= TEXT PASSAGE =
□ □ □ □
# ViP-211 and ViP-622 Support Forums



## James Long (Apr 17, 2003)

ViP-211 and 411 owners ...

Check out the "ViP-211 (411) Support Forum."

We now have a special place for you to ask support questions about the ViP-211 (also known as the 411) and make feature requests. Hopefully as more customers get their hands on the new receiver the ViP-211 forum will grow into a vibrant place to figure out how to make your 211 do what you want it to do.

JL


----------



## Bill R (Dec 20, 2002)

Great! I am very interested to see what users think of their new HD receivers.

I hope when the time comes (when they are available) an area will be added for the ViP622 HD DVR. That is the receiver I am really interested in reading about.


----------



## tnsprin (Mar 16, 2003)

If you have a 411 or, some how, a vip211, please start posting. All of us are waiting to hear what is good or bad about then new mpeg4 receivers.

And as soon as availale please mention in particular what you think of Mpeg4 channels.


----------



## James Long (Apr 17, 2003)

ViP-622 owners ... and potential owners ...

Check out the "ViP-622 Support Forum".

We now have a special place for you to ask support questions about the ViP-622 and make feature requests. Hopefully as customers get their hands on the new receiver the ViP-622 forum will grow into a vibrant place to figure out how to make your 622 do what you want it to do.

Remember, the "Support" forums are for specifically supporting the named receiver. Please keep your general HD comments here in the Dish Network™ High Definition Support and Discussion forum. Thanks!


----------
□ □ □ □
= SOURCE MATERIAL =
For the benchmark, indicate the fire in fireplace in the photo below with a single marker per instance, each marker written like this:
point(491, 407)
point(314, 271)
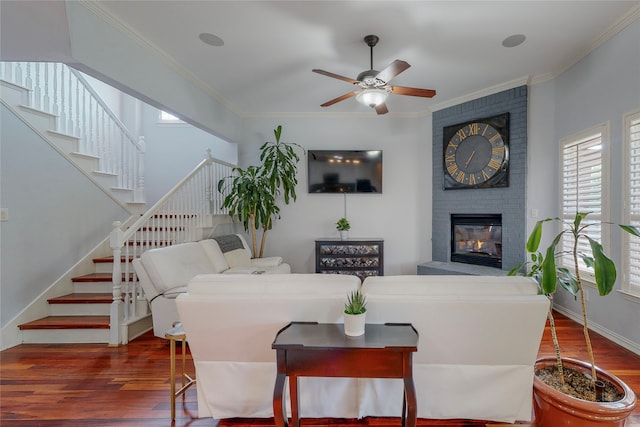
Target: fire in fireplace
□ □ □ □
= REQUIRED TASKS =
(a) According to the forum thread, what other name is the ViP-211 known by?
(b) Repeat the stretch of the forum thread from "I hope when" through "in reading about.".
(c) Translate this sentence from the forum thread into Spanish: "I hope when the time comes (when they are available) an area will be added for the ViP622 HD DVR."
The data above comes from a separate source.

= ANSWERS PROVIDED =
(a) The 411.

(b)
I hope when the time comes (when they are available) an area will be added for the ViP622 HD DVR. That is the receiver I am really interested in reading about.

(c) Espero que, cuando llegue el momento (cuando estén disponibles), se agregue un área para el ViP622 HD DVR.